TEKS YANG DISEDIAKAN

* * * * * * *

Minggu, 30 Juni 2013

Alur Cerita Angkutan Rakyat Di Lhokseumawe





Ikuti Jaman, Becak Dayung Harus Di Ubah Ke Bermesin

"Tak Ikut, Kalah Saing"

Dulu, mulai tahun 70-an hingga tahun 2000, untuk mengangkut berbagai jenis barang terutama bahan bangunan, banyak yang menggunakan becak dayung. Jenis kendaraan yang dirakit dari sepeda ontel dan diberi rangka lengkap dengan alas lantainya dan menjalankannya pun sepenuhnya tenaga manusia, banyak berseliweran di jalan atau mangkal di depan-depan toko bangunan yang menawarkan jasanya.

Namun, sejak banyaknya penarik becak barang yang menggunakan mesin kendaraan roda dua pada becaknya. Maka secara perlahan-lahan becak barang yang dulunya hanya digerakkan dengan mengayuh ini harus terpinggirkan, karena selain tak sanggup bersaing dengan becak bermesin, juga mempunyai keterbatasan tenaga untuk menggerakkannya.

Akhirnya, para pengguna jasa pun lebih memilih becak pengangkut barang yang bermesin karena lebih cepat sampainya.  

Seperti yang dialami oleh Muhammad Isa (50), salah seorang penarik becak barang dengan konsep becak barang yang masih lama alias belum bermesin. Dirinya, tampak terduduk lesu di atas susunan kayu pada sebuah panglong kayu yang  ada di kawasan Citra, Meunasah Mesjid, Muara Dua, Kota Lhokseumawe, sembari menunggu datangnya orang yang mau memakai jasanya  untuk mengantar barang ketempat tujuan dengan menggunakan becak barangnya.

* * * * * * *

DATA YANG DIBERIKAN
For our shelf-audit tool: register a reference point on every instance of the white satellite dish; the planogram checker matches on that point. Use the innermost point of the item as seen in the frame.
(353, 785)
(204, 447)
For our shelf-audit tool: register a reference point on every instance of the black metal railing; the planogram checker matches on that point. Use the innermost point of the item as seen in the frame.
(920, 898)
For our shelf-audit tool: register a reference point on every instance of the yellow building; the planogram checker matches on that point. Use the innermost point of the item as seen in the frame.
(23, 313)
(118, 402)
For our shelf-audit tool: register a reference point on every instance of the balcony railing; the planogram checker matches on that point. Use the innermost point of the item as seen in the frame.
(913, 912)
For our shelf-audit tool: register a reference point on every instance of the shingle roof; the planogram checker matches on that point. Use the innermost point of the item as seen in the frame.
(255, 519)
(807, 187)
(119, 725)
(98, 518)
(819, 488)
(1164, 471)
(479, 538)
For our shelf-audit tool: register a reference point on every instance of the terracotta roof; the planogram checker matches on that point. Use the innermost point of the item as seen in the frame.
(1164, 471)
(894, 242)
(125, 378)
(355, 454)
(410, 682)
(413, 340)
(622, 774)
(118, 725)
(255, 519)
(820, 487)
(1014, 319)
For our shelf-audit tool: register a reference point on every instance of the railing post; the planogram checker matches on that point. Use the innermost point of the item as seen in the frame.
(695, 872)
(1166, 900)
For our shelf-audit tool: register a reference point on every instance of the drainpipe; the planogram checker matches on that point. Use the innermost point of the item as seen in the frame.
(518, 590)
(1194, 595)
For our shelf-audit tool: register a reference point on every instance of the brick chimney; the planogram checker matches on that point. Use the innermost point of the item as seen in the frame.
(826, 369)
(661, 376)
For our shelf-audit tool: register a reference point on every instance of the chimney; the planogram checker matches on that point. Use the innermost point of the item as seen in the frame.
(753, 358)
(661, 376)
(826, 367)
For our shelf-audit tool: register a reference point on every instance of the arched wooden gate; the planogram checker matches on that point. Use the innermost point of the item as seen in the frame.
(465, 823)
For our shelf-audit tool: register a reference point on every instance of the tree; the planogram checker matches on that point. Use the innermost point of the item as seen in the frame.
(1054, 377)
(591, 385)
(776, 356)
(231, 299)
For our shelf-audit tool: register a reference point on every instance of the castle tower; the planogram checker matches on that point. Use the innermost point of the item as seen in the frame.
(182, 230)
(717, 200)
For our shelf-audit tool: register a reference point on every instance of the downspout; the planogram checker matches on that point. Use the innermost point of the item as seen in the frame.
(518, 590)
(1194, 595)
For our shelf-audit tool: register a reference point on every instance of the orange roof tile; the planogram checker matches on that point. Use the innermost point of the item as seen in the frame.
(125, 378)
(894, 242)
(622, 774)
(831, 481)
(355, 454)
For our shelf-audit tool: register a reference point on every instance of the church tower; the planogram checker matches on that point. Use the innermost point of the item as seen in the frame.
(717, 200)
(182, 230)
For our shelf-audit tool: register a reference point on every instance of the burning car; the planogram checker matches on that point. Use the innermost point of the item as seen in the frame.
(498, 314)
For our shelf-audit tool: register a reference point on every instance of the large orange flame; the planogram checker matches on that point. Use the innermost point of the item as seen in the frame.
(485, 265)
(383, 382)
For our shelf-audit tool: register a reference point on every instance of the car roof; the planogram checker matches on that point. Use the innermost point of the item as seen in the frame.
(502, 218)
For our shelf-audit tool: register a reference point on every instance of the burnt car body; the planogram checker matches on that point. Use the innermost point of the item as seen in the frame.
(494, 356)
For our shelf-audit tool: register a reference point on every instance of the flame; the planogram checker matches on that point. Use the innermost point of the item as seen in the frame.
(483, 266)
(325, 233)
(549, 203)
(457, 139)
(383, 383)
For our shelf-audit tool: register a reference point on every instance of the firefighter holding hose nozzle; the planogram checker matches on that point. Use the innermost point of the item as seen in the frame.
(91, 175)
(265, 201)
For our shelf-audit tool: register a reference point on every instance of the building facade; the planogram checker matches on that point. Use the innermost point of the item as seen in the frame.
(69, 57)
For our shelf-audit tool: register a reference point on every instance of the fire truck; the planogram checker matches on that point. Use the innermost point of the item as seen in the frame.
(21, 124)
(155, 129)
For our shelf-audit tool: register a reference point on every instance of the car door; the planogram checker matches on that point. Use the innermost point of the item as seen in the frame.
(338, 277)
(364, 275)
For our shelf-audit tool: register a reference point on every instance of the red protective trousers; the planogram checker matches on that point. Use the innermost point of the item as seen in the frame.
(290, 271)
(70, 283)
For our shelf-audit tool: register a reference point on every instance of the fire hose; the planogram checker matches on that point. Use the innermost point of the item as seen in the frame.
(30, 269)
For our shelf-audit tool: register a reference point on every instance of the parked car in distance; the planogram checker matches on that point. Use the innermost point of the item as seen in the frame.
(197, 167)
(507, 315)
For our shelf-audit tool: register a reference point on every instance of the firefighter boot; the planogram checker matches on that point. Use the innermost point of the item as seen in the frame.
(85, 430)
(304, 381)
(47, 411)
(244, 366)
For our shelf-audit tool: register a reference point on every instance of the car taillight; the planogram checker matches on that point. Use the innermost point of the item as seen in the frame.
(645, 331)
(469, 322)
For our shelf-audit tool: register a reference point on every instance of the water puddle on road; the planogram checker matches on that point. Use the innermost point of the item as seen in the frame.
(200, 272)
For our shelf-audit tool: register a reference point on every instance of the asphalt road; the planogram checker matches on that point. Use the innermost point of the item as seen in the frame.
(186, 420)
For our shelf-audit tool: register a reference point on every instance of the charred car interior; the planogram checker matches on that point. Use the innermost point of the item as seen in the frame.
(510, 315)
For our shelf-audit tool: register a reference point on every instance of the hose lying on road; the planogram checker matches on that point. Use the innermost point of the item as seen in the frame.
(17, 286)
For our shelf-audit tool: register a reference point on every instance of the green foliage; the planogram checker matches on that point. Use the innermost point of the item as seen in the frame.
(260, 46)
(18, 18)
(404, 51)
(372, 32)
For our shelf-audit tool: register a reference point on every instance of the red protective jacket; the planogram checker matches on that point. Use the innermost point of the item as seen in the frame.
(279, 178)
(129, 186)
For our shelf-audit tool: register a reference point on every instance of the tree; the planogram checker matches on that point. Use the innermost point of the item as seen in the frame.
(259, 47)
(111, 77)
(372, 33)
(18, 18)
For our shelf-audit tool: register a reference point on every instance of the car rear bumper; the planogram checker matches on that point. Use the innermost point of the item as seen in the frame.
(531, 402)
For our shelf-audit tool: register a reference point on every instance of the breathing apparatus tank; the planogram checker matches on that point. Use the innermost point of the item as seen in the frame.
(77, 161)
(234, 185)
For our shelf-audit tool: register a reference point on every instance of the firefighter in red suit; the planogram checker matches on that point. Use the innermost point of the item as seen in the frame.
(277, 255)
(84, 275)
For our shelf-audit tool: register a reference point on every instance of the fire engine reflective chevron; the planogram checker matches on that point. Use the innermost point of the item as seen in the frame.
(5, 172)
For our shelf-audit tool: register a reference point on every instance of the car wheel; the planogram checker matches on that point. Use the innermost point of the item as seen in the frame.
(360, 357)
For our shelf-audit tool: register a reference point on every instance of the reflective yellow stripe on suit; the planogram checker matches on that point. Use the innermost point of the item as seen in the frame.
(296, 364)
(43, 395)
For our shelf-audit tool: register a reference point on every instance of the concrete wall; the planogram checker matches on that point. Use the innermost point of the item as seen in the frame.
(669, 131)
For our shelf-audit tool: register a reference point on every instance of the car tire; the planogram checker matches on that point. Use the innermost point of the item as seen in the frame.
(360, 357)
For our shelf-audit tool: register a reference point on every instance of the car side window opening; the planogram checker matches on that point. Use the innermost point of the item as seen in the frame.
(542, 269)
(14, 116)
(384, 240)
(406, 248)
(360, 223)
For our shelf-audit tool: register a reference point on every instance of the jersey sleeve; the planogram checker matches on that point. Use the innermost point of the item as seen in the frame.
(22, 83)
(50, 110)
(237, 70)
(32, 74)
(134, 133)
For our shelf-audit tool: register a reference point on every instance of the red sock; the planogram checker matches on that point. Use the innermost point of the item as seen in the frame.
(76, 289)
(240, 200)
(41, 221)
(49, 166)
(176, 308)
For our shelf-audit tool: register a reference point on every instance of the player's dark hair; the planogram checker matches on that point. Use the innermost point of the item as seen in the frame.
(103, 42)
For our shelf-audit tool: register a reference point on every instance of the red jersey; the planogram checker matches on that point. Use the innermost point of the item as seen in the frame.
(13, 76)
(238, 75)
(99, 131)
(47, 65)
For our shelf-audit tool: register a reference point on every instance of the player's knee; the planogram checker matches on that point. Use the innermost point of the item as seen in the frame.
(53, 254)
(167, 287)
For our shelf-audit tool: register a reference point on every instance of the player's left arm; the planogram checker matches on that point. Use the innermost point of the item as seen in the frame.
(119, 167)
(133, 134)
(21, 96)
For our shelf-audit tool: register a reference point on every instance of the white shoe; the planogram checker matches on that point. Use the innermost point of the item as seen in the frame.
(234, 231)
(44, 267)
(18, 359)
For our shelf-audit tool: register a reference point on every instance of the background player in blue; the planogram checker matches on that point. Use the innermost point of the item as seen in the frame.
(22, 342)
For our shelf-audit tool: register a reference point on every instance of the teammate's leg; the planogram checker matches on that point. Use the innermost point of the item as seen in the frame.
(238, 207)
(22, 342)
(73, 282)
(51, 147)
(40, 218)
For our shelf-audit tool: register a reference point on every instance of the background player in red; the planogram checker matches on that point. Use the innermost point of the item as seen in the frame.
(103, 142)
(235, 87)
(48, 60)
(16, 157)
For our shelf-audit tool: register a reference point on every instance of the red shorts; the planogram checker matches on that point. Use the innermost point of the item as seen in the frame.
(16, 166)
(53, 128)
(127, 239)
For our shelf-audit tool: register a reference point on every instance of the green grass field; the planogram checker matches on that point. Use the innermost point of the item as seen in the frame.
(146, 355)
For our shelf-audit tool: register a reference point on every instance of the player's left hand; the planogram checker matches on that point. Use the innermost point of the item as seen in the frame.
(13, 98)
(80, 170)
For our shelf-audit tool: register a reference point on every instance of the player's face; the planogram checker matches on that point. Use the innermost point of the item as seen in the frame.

* * * * * * *

PEKERJAAN YANG DIMINTA
Teruskan tulisan tentang becak barang di Lhokseumawe, dimulai tepat setelah kalimat terakhirnya.

HASIL LATIHAN
Sesekali matanya tampak awas memperhatikan setiap orang yang keluar masuk toko bangunan ataupun panglong kayu yang ada dikawasan Citra tersebut. Dengan harapan ada yang mau menggunakan jasanya dengan becak tuanya itu, walau di sekitar kawasan ini ada beberapa becak barang lainnya yang telah sedikit modern, yaitu dengan menggunakan mesin kendaraan roda dua dari jenis apa saja, yang telah dimodifikasikan antara body kendaraan dengan kerangka becak.

Bang Isa, sapaan akrab pria itu mengatakan, “Memang sejak banyaknya becak barang yang menggunakan mesin kendaraan roda dua, pendapatan saya menjadi menurun dratis”, katanya membuka perbincangan.

Alasannya tak lain, karena dirinya punya keterbatasan dan kalah cepat dibandingkan dengan yang menggunakan becak bermesin, karena warga yang mengguna jasa becak barang, lebih memilih menggunakan jasa becak barang yang bermesin. Karena sudah tentu, dengan menggunakan becak bermesin, maka sekali geber gas, barang yang disuruh antar sudah sampai di depan rumah.

Sedangkan sebelumnya, di saat belum ramainya penarik becak barang yang sudah bermesin. Pria itu mampu mengantongi uang sebanyak Delapan Puluh Ribu Rupiah per harinya. Namun sekarang hanya mampu mengatongi uang sebanyak Tiga Puluh Ribu Rupiah saja per harinya. Itupun sudah maksimal sekali. Serta hanya dua trip saja perharinya, bila dibandingkan dulu hingga enam trip mudah didapat, ungkap M.Isa yang mengaku sudah menjalani profesi penarik becak barang selama Tiga Puluh tahun lebih.

Dengan melihat banyaknya becak barang yang telah memodifikasikan  becaknya dengan mesin kendaraan roda dua, secara tidak langsung telah mengurangi pendapatan penarik becak yang masih menggunakan tenaga manusia ini. Apakah hal itu, bisa menjadi sebuah perasaan tersaingi dari penarik becak yang masih berdayung ini.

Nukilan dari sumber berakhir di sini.